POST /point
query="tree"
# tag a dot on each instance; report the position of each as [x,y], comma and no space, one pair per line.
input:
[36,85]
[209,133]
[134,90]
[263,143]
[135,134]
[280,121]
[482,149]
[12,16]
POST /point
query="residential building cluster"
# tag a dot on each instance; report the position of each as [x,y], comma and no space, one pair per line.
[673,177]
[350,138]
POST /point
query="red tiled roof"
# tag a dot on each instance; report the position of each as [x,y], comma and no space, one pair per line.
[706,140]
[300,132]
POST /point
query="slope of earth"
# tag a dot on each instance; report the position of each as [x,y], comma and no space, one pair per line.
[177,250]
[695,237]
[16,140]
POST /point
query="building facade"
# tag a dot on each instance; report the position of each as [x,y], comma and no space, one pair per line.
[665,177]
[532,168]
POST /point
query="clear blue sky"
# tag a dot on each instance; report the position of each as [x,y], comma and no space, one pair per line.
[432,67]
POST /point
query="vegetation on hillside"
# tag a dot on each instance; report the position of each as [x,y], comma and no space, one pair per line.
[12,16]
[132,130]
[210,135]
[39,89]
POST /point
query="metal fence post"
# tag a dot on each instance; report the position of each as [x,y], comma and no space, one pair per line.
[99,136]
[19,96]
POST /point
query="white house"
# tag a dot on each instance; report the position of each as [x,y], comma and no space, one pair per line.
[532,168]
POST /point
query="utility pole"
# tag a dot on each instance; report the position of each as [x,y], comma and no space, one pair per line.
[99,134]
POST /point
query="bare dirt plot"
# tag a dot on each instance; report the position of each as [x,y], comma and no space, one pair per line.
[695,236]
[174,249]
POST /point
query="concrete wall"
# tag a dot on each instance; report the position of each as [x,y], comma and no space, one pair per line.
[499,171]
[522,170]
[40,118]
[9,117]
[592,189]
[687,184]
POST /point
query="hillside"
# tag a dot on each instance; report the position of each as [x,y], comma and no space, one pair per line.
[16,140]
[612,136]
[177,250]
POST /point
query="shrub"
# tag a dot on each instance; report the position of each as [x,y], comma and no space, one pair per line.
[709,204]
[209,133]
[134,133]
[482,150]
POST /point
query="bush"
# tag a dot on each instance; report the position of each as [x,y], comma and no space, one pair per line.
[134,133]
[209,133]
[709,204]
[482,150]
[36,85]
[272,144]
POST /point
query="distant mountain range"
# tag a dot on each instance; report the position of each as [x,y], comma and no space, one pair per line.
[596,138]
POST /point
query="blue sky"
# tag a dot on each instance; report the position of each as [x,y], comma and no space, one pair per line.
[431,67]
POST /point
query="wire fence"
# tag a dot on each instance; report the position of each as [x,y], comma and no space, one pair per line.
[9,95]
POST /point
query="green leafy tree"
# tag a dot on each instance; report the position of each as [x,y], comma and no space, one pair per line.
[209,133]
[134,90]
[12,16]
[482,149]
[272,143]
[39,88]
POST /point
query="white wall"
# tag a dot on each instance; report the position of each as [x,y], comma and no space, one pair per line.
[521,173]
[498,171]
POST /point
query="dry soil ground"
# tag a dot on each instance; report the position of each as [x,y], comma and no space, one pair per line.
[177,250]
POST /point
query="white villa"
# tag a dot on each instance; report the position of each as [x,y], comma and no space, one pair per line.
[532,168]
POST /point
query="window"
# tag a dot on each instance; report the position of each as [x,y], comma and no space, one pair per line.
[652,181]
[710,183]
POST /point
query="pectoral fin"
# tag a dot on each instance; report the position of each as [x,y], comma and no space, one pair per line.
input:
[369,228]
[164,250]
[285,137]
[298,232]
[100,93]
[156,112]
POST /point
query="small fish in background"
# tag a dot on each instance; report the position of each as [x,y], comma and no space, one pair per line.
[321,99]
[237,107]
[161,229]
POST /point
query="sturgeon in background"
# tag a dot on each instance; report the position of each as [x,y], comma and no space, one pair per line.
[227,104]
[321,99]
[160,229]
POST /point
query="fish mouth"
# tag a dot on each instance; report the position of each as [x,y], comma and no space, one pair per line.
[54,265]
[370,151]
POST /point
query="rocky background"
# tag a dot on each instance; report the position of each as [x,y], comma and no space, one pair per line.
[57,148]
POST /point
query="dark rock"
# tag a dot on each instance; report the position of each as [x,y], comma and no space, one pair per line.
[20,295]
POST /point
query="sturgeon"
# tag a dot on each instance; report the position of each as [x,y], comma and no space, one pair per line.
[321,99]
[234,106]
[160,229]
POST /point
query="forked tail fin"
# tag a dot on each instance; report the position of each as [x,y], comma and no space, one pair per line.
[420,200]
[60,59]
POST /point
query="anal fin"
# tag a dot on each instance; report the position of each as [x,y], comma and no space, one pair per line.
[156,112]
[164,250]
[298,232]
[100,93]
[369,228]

■ ■ ■

● **Required action**
The lines in the entries above that carry the word "white" must be copied.

● **Result of this task**
query="white house"
query="white wall"
query="white villa"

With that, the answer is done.